▶ _Study material_

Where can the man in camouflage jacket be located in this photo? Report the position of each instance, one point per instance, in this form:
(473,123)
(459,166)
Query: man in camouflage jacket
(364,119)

▶ _Task goal_
Your response must consist of every line above, reproduced exactly.

▶ _Response to this exercise_
Where can the man in camouflage jacket be located in this photo? Report the position of each instance, one point per instance, in this form:
(473,123)
(459,166)
Query: man in camouflage jacket
(364,119)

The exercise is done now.